Stored data entries
* * *

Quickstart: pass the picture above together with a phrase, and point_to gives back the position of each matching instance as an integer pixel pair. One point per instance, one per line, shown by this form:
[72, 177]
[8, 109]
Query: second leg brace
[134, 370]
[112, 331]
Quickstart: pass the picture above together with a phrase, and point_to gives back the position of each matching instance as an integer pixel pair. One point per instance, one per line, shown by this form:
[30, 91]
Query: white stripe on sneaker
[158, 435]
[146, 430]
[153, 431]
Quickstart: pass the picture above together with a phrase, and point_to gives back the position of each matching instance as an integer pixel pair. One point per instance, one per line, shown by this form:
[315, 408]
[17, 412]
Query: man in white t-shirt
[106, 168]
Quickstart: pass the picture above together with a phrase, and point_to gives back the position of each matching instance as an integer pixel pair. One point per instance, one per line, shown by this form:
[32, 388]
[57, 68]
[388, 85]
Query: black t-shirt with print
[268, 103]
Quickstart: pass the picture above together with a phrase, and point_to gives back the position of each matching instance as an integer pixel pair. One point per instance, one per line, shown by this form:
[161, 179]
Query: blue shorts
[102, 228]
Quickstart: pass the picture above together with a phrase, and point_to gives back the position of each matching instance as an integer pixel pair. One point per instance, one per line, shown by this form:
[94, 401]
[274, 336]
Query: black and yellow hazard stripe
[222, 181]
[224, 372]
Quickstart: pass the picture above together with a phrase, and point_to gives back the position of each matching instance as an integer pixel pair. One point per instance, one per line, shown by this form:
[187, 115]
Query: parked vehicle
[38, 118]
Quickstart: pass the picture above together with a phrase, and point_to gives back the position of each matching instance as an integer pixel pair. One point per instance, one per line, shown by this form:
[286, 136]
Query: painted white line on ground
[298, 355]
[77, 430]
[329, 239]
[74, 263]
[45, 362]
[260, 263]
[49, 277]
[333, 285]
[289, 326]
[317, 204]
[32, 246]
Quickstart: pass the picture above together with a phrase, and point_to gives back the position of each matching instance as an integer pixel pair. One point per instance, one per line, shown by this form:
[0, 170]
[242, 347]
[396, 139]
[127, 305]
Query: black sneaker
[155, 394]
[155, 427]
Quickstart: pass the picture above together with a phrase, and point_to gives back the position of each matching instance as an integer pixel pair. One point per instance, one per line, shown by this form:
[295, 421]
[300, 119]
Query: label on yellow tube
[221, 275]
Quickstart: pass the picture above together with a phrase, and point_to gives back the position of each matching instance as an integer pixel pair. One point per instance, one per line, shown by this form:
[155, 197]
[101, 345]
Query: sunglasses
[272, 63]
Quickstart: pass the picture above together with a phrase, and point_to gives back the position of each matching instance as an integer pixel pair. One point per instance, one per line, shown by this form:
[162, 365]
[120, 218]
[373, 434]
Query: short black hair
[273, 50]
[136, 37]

* * *

Work to be completed: Print the records above exactly. Omit nothing.

Response box:
Quickstart: pass the picture above together with a phrase, and point_to gives back the position of each matching instance as an integer pixel pair. One point per instance, one per line, shown by this form:
[72, 177]
[8, 109]
Query: second leg brace
[134, 370]
[112, 331]
Quickstart: pass the picture above together with a phrase, and point_to gives back the position of each matching instance as an integer pixel pair. One point per instance, one per line, shown by this form:
[30, 91]
Query: white stripe on sneaker
[158, 435]
[146, 430]
[153, 431]
Quickstart: pass the picture above together with a phrase, and point_to gives back the position of each matching instance as an integer pixel pair. One point per instance, one per line, shown by this form:
[315, 408]
[17, 412]
Query: man in white t-shirt
[106, 168]
Quickstart: pass the picture above together with a phrase, and point_to gives back the position of each matching instance as an integer pixel pair. One point per instance, one per line, shown by this form:
[32, 388]
[57, 68]
[388, 85]
Query: black t-shirt with print
[268, 103]
Quickstart: pass the picture above together with a phrase, and point_to gives back the position of each matching instance as an integer pixel pair. One point per instance, one per line, shown by this form:
[161, 179]
Query: blue shorts
[102, 228]
Quickstart: pass the picture above together with a phrase, and point_to gives back the position of each matching instance as an integer pixel pair. One point per instance, one per line, shown by this form:
[94, 401]
[274, 336]
Query: black and yellow hazard stripe
[222, 181]
[224, 372]
Quickstart: pass the picture above together with a phrase, and point_to gives back the position of each matching instance as an integer pixel pair. One point per instance, one per line, shown by this form:
[187, 115]
Query: parked vehicle
[38, 118]
Quickstart: pass the picture above together with a phrase, and point_to gives back the position of each matching instance as an integer pixel pair. One point per instance, one per line, shown by this form:
[286, 136]
Query: painted white line on ground
[298, 355]
[77, 430]
[329, 239]
[74, 263]
[45, 362]
[260, 263]
[49, 277]
[333, 285]
[289, 326]
[317, 204]
[32, 246]
Quickstart: pass the picture above together with a phrase, and point_to gives back the position of each matching instance as an integer pixel pair. One point per instance, one per line, shown by this form:
[0, 170]
[242, 347]
[396, 139]
[127, 305]
Query: black sneaker
[155, 394]
[155, 427]
Quickstart: pass the picture above together with a phrase, and point_to gives back the position of each matching instance as an integer pixel pair. One point per instance, one per line, shown by this form:
[295, 421]
[300, 119]
Query: label on yellow tube
[221, 275]
Quickstart: pass the picture above together with a phrase, and point_to gives back the position of each matching instance as an integer pixel pair. One point per instance, one per line, shown by this form:
[155, 197]
[101, 345]
Query: sunglasses
[272, 63]
Quickstart: pass the picture above together with a phrase, and point_to gives back the position of each matching instance as an integer pixel pair. One point per instance, one per line, shown by this form:
[162, 365]
[120, 218]
[373, 434]
Query: short black hair
[273, 50]
[136, 37]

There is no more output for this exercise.